(Picture annotation entries)
::::
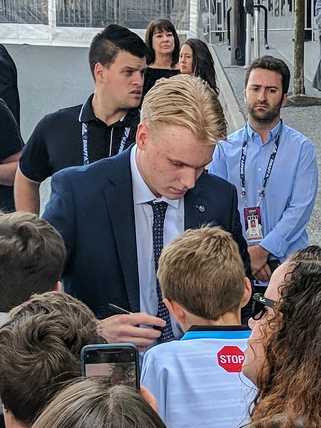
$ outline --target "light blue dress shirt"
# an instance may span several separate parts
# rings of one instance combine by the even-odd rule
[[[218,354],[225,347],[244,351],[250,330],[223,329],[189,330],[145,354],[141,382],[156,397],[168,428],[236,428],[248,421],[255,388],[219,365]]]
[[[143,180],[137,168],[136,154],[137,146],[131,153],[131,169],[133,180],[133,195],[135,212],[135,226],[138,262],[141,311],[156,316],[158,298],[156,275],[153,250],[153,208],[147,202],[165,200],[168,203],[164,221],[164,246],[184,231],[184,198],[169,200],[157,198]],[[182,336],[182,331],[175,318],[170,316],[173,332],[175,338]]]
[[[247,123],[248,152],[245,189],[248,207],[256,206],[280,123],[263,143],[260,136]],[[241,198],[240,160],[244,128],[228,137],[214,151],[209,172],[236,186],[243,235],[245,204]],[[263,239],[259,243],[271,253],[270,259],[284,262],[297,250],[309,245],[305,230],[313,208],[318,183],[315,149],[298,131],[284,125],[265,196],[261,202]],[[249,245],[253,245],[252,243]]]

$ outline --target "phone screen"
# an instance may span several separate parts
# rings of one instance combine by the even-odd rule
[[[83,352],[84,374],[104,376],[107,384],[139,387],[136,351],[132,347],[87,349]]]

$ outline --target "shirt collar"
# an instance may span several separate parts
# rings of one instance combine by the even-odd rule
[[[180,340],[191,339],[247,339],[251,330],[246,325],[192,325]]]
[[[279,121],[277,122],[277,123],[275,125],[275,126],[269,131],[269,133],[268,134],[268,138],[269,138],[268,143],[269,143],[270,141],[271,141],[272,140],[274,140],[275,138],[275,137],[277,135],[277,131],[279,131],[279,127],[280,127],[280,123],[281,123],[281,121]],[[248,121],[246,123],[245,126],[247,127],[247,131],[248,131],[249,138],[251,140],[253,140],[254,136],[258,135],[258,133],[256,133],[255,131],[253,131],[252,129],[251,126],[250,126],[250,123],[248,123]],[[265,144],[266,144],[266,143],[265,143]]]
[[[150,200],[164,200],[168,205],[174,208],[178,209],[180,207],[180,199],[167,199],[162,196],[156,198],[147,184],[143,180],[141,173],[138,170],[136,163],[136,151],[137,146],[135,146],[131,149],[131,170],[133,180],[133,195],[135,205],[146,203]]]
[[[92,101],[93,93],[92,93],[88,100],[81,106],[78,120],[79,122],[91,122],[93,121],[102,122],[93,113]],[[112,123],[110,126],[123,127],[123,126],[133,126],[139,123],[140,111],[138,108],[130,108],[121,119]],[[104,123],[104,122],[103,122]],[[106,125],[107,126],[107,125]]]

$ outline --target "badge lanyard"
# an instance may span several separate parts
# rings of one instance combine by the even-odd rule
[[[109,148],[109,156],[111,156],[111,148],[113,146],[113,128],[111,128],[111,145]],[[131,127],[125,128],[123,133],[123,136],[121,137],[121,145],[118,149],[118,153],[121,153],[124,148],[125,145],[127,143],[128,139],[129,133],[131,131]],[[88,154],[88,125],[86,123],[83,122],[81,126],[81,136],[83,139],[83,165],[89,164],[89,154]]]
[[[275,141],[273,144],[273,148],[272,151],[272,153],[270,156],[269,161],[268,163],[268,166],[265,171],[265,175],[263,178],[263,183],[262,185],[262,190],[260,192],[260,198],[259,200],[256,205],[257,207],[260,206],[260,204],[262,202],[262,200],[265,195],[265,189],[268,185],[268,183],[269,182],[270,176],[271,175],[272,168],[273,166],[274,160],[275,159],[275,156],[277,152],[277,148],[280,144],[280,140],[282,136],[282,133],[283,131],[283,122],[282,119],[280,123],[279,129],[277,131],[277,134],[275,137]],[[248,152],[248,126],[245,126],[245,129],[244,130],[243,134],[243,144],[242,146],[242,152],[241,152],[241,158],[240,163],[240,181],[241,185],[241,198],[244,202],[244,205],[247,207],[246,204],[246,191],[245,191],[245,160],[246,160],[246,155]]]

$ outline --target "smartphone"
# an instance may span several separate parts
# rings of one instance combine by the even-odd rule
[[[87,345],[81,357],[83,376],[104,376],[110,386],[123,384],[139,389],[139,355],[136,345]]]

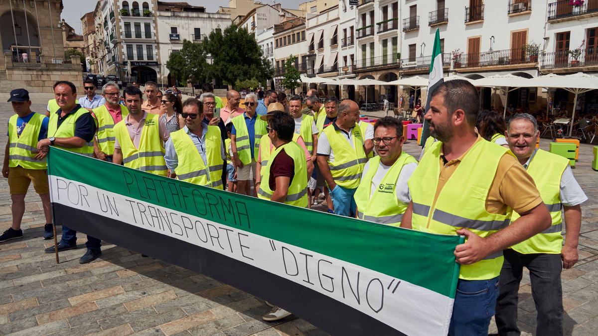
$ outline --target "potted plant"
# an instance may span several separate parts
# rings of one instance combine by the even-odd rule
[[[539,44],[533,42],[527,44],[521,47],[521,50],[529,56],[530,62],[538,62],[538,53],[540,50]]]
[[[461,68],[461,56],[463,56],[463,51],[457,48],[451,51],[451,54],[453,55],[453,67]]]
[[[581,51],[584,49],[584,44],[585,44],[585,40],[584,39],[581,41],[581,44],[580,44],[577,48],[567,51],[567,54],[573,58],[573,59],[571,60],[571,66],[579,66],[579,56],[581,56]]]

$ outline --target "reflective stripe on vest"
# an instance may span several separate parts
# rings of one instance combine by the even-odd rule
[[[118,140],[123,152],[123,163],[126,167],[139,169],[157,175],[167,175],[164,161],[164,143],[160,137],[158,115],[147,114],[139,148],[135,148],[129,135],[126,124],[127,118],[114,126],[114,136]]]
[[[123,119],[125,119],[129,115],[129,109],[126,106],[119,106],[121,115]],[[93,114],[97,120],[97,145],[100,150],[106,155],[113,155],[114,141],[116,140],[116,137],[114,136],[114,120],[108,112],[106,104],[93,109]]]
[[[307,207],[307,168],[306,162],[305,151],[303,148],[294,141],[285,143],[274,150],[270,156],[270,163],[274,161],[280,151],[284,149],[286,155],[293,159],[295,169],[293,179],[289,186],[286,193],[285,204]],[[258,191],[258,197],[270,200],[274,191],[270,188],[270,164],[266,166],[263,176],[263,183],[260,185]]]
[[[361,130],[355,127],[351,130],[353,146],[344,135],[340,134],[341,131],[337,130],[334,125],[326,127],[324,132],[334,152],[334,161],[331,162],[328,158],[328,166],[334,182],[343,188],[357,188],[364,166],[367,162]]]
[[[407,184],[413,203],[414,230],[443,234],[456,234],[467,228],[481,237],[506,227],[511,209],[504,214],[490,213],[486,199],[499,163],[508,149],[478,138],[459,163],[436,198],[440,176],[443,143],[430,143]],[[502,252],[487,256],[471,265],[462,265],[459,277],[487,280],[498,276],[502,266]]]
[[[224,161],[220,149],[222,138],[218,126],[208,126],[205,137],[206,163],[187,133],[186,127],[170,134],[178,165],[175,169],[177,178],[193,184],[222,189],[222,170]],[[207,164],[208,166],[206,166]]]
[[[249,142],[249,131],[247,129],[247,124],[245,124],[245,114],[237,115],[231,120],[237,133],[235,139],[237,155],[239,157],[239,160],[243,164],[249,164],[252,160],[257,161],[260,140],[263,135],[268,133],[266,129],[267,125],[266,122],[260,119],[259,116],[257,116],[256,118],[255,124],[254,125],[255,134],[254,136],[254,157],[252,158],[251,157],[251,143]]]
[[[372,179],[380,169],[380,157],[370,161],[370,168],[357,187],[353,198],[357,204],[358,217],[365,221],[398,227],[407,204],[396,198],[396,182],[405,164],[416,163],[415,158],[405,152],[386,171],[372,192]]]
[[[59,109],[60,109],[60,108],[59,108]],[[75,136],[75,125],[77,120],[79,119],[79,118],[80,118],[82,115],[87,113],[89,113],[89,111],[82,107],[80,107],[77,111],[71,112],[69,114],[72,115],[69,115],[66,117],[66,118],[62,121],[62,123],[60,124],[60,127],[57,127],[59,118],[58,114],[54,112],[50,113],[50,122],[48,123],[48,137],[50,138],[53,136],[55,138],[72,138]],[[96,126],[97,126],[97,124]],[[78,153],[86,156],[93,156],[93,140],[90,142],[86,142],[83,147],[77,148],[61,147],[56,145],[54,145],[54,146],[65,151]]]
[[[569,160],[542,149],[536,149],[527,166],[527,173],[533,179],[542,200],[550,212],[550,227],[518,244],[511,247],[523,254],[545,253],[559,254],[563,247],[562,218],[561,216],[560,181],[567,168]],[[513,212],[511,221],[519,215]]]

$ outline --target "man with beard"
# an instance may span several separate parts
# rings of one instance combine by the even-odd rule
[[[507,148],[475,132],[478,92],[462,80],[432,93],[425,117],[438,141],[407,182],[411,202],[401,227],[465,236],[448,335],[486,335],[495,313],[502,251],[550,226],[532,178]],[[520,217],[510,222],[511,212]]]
::::
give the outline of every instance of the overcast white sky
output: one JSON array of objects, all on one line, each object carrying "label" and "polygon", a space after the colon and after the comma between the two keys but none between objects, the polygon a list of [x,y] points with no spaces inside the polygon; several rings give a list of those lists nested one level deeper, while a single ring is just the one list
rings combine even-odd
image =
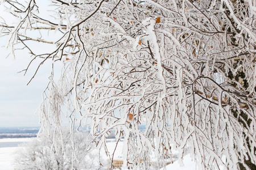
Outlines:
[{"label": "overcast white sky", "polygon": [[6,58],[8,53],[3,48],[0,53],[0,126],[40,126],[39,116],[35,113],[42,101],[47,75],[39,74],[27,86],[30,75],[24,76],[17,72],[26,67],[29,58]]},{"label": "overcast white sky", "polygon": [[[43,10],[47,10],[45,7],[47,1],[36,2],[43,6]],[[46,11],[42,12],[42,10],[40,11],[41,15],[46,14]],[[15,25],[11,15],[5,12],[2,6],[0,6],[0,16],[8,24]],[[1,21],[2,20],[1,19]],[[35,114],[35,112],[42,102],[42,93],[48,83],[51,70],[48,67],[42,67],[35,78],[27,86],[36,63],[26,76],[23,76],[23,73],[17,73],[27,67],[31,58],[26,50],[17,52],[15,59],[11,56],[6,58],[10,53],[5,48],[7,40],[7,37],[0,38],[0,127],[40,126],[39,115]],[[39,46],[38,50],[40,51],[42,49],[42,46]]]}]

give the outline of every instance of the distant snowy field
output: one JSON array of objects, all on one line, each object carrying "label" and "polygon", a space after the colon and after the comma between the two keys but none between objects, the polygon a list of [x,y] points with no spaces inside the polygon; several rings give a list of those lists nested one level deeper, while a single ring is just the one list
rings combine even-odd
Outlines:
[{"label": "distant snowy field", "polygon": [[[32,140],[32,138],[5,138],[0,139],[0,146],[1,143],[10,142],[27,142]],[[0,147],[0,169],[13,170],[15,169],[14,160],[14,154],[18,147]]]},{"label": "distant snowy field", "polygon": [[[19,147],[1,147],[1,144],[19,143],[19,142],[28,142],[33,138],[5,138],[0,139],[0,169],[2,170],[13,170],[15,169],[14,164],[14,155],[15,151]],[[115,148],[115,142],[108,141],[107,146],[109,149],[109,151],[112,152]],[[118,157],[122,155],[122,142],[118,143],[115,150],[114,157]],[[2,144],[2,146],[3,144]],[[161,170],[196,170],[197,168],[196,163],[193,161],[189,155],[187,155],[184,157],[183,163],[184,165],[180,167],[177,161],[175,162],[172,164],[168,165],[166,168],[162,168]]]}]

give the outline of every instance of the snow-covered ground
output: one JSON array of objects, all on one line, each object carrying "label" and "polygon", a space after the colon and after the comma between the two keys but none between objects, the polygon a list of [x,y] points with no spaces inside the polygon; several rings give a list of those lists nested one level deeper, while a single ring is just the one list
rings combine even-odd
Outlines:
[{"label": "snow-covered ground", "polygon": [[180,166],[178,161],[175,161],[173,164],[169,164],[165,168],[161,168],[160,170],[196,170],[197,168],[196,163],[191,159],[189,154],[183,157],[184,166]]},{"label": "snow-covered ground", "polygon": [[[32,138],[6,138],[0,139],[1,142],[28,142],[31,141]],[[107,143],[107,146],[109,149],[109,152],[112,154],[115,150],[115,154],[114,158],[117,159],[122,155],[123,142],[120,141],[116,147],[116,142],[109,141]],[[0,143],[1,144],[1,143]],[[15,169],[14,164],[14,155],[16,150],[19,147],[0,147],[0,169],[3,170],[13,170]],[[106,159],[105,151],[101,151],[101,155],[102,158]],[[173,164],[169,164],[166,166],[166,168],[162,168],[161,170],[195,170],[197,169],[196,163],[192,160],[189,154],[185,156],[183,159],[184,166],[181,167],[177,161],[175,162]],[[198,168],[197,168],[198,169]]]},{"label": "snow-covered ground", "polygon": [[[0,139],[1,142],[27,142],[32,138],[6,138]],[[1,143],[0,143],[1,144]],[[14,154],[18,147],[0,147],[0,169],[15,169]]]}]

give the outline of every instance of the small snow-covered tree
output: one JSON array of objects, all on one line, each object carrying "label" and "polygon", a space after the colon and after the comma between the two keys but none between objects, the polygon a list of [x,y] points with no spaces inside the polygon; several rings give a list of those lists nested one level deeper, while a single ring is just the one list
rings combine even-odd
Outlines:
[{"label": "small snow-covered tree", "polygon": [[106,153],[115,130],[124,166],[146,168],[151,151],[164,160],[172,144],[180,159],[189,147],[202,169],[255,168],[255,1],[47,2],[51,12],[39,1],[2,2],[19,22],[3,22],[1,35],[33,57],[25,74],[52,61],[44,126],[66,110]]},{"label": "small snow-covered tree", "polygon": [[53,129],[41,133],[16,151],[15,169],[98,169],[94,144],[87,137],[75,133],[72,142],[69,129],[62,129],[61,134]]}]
::::
> What is needed: Extract each line of the entries that contains the string "tree".

> Output:
give the outline of every instance of the small snow-covered tree
[{"label": "small snow-covered tree", "polygon": [[106,153],[115,130],[124,166],[146,168],[151,151],[164,160],[172,144],[180,159],[189,147],[202,169],[255,168],[255,1],[47,2],[51,12],[39,1],[2,2],[19,22],[3,22],[1,35],[33,57],[25,74],[52,61],[44,126],[66,110]]},{"label": "small snow-covered tree", "polygon": [[53,129],[41,133],[16,151],[15,169],[98,169],[94,144],[87,137],[75,133],[72,142],[69,129],[62,129],[61,134]]}]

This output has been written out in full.